>>>>>

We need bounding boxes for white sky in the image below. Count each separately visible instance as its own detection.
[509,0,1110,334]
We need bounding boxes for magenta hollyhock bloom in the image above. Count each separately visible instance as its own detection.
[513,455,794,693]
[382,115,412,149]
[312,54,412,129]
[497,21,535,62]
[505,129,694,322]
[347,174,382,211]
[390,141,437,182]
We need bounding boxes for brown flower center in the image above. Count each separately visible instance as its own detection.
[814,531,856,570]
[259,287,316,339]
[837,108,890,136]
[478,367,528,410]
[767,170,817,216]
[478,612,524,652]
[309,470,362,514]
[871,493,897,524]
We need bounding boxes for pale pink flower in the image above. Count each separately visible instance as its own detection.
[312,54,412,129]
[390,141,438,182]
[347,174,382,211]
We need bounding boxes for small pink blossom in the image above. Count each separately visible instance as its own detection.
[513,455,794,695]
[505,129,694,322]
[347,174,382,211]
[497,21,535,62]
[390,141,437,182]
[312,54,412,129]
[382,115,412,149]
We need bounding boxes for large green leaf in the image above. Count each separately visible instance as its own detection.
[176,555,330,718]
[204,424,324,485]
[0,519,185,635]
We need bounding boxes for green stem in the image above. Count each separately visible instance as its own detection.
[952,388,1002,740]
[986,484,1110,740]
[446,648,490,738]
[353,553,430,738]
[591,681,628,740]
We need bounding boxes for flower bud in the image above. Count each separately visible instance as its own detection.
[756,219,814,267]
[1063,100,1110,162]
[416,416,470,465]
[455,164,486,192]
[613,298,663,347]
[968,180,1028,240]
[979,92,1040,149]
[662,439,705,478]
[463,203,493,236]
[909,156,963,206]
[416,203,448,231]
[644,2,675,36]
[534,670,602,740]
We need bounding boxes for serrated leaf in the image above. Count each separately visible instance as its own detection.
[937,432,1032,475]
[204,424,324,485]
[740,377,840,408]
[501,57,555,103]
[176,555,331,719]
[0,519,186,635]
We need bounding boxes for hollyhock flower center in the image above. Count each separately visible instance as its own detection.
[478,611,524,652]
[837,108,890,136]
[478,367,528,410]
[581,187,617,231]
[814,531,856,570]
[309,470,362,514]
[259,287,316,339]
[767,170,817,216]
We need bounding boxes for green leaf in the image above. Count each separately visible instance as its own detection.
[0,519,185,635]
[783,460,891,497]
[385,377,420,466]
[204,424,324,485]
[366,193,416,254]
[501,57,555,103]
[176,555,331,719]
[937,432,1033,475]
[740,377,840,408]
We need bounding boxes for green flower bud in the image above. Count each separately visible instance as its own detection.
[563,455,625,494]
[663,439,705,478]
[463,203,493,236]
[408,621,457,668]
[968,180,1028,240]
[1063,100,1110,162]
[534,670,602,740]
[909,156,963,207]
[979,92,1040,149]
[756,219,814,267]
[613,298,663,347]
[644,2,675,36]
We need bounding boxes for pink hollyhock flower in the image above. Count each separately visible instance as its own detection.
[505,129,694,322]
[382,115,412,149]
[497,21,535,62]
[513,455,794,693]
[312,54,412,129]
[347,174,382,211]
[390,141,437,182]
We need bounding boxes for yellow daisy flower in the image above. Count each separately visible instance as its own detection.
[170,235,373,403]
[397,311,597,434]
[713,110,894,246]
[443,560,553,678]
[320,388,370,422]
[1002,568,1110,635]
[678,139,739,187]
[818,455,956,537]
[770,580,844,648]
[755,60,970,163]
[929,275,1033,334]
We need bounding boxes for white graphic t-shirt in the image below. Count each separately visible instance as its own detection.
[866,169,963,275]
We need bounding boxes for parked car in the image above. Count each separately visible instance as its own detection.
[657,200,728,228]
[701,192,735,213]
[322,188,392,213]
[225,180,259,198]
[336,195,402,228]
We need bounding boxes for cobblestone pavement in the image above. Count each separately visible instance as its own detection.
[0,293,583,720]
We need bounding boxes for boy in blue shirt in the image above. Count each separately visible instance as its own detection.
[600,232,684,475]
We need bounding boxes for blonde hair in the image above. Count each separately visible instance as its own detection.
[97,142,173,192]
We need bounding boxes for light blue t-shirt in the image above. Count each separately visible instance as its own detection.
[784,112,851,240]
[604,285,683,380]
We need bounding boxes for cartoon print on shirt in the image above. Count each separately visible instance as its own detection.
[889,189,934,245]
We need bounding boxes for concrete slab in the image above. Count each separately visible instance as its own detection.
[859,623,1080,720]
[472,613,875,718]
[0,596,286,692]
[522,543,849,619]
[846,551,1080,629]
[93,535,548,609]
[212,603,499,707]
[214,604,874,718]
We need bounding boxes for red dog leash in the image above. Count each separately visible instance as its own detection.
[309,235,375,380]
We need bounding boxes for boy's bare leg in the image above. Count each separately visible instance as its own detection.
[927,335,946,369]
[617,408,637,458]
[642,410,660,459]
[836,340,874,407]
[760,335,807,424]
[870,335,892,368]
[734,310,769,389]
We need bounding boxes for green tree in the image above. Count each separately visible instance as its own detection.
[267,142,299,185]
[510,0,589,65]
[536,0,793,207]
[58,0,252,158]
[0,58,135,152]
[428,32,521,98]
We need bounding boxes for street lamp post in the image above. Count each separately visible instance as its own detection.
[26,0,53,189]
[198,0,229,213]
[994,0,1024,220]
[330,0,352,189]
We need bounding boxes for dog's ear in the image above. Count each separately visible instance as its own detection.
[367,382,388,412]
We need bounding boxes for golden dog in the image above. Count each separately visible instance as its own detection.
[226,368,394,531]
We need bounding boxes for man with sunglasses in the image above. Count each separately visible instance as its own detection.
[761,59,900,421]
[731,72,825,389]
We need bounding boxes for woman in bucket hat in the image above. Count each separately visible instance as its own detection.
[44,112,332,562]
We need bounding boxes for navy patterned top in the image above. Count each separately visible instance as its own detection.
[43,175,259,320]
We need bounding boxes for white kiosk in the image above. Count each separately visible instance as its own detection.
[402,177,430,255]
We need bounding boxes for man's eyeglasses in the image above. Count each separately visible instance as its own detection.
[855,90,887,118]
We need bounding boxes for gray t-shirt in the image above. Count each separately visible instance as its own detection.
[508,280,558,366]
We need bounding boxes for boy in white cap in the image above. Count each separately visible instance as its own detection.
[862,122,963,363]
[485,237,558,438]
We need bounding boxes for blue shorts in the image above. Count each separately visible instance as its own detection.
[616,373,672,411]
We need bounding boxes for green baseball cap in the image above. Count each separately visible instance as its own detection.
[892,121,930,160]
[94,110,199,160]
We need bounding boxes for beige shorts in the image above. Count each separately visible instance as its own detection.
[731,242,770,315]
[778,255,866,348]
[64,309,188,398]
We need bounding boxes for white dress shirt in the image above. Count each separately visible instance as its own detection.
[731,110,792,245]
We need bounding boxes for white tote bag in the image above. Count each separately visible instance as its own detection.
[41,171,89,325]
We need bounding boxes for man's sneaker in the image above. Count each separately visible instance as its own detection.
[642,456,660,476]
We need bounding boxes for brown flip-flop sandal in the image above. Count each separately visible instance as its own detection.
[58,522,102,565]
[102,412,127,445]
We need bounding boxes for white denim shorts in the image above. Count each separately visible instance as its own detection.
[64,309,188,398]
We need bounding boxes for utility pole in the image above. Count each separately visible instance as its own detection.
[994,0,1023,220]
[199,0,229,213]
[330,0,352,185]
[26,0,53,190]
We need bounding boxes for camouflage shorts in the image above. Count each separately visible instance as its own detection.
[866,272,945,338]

<<<<<
>>>>>

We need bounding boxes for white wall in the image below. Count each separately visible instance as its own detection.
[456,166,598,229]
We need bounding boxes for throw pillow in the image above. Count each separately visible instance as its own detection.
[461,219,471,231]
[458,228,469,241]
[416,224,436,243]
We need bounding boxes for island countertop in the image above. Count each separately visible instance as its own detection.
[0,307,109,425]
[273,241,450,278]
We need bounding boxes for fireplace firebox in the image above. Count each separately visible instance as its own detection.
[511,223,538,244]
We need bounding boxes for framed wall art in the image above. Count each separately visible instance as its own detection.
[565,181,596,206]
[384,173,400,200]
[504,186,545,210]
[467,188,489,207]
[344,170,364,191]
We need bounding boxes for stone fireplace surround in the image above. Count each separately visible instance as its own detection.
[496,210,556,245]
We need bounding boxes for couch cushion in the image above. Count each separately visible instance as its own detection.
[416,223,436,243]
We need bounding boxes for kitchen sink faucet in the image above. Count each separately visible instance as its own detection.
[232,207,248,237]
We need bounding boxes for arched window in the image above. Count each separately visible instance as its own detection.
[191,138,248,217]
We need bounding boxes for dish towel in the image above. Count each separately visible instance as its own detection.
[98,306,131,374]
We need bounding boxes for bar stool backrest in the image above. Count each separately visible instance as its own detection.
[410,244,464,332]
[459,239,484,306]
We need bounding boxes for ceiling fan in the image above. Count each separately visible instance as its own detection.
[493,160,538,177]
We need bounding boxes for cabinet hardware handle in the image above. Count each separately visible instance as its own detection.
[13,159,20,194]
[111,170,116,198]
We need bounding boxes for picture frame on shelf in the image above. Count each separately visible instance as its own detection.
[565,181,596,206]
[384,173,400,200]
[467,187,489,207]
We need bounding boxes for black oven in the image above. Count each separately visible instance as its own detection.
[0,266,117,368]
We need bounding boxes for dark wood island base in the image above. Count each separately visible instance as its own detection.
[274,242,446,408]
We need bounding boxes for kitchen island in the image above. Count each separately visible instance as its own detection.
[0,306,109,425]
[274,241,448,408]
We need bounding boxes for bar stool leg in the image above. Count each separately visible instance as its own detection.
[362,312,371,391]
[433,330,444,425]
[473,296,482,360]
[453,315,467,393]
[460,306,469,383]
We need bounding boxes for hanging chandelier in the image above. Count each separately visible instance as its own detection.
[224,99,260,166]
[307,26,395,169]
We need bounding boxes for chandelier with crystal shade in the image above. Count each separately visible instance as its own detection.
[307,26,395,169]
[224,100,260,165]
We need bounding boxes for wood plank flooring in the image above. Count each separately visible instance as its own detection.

<<<<<

**Short problem**: Copy out everything from the line containing "We need bounding boxes for dog's" down to the line containing "[43,175,259,320]", keeping each line as it is in the items.

**Solution to the problem**:
We need bounding boxes for dog's ear in the image above. Count each separately visible instance as its own detection.
[367,382,388,412]
We need bounding boxes for golden dog in the image above. Count each separately visible instance as its own detection.
[226,368,394,531]
We need bounding boxes for man with sunglasses in the image above. Count each separately visible instance as its own detection.
[761,59,900,421]
[731,72,825,389]
We need bounding boxes for woman in bucket hat in the image above. Count each separately visible instance as its own detection.
[44,112,332,562]
We need bounding boxes for navy patterned top in the image above. Count each separately visible instance as its own detection.
[43,175,259,320]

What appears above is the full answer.